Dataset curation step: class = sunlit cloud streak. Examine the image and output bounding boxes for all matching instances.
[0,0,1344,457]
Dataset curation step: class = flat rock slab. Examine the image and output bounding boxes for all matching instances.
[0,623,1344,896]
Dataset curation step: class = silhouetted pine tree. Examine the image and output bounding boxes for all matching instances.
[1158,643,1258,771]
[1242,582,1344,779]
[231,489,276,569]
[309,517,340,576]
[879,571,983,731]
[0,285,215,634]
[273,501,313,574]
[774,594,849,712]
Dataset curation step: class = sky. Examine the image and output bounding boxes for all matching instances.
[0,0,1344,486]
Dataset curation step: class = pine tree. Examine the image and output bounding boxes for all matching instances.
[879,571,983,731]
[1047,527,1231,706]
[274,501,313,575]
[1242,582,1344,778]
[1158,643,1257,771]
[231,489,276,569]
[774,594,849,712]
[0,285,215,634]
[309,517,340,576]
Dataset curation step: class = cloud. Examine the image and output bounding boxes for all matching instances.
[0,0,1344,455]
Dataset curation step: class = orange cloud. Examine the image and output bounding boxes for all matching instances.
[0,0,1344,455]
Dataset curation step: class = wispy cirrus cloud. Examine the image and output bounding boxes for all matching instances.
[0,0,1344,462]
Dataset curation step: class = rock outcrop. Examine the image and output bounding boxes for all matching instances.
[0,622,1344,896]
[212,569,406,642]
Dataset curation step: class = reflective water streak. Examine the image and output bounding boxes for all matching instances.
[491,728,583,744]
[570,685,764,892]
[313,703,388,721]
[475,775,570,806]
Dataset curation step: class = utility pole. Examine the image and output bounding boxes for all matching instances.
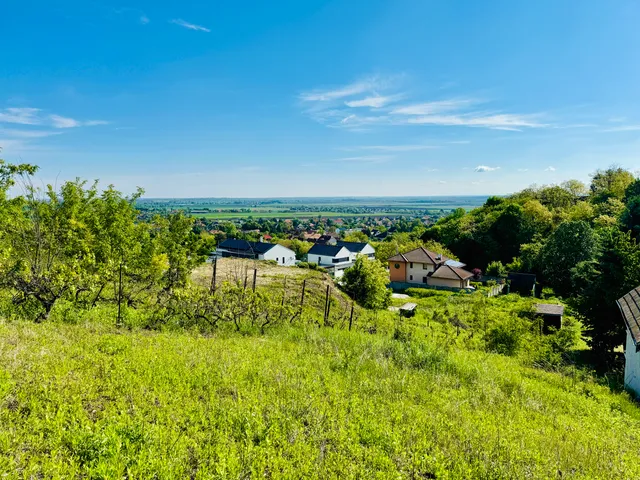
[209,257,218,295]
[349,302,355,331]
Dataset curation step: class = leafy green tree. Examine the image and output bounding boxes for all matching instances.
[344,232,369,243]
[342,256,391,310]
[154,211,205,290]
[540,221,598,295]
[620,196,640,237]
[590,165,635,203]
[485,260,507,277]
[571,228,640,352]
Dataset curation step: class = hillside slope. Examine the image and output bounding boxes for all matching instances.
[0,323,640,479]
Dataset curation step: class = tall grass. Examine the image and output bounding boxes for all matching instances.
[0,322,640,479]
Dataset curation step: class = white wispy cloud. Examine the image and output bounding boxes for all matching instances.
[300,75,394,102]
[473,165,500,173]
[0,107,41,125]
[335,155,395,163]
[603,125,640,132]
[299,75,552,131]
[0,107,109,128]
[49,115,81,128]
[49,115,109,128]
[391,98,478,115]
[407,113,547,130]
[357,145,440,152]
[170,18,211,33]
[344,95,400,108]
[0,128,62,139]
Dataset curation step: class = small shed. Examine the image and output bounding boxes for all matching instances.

☆ ☆ ☆ ☆

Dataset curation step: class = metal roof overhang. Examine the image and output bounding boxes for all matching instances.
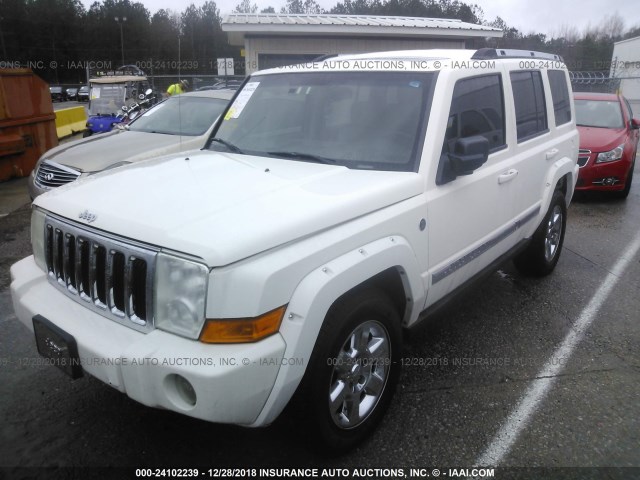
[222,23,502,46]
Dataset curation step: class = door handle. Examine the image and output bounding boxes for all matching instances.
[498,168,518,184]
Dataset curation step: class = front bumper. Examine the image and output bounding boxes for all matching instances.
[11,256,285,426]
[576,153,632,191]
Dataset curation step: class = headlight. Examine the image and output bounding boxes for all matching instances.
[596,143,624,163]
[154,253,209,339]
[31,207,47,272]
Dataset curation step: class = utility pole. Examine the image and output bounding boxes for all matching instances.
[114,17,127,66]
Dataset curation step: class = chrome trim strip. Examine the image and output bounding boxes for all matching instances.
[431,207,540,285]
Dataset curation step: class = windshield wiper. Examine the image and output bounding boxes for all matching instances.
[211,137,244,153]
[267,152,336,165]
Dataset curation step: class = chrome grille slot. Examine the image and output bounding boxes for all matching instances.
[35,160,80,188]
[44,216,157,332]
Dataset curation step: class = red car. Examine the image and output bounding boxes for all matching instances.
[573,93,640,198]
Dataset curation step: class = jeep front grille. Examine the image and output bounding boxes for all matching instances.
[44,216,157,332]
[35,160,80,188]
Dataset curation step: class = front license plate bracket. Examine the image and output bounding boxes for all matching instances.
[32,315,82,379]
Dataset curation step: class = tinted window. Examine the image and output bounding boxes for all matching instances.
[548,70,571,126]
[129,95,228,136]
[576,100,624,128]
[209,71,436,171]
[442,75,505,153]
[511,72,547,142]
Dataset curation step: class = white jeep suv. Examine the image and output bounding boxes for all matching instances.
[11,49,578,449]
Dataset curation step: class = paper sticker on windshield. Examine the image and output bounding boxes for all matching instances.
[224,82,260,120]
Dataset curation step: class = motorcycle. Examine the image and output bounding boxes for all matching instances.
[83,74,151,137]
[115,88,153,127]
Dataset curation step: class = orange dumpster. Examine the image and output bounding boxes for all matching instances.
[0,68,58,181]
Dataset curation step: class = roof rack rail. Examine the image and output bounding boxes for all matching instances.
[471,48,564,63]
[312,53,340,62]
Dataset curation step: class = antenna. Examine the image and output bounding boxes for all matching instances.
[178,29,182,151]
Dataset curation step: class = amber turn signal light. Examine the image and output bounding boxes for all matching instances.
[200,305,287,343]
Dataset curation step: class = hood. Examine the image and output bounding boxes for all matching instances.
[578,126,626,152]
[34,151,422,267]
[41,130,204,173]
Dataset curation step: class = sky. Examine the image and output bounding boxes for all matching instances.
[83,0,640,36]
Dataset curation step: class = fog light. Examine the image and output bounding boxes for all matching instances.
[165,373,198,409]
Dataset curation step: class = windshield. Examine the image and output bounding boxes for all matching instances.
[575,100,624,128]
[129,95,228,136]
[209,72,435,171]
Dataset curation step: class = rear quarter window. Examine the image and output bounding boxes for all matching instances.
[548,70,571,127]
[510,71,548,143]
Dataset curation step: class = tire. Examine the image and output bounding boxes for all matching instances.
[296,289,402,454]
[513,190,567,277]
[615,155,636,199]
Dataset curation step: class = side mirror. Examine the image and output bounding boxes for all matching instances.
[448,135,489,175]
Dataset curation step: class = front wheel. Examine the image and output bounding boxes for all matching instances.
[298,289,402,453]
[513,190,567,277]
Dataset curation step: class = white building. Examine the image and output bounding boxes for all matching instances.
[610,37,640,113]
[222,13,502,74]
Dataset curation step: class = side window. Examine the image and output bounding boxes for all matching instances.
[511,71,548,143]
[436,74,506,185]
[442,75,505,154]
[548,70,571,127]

☆ ☆ ☆ ☆

▸ **Written request**
Could you add 110 to every bounding-box coordinate in the lines running from the line with "Dataset curation step: class = white wispy" up to and including the line with "Dataset curation step: class = small"? Return all of those lines, with each item's wording unchanged.

▸ **Exercise output**
Dataset curation step: class = white wispy cloud. Examine the image and output bounding boxes for all matching instances.
[410,185,504,212]
[583,275,610,283]
[110,217,151,235]
[445,265,505,273]
[713,235,750,242]
[409,185,662,241]
[110,217,219,238]
[159,225,191,238]
[159,225,219,238]
[501,208,588,225]
[517,223,657,240]
[467,255,550,262]
[280,128,321,143]
[454,205,510,218]
[110,238,172,249]
Dataset curation step: class = small shed. Examine the image and output bounding boxes for all matching instances.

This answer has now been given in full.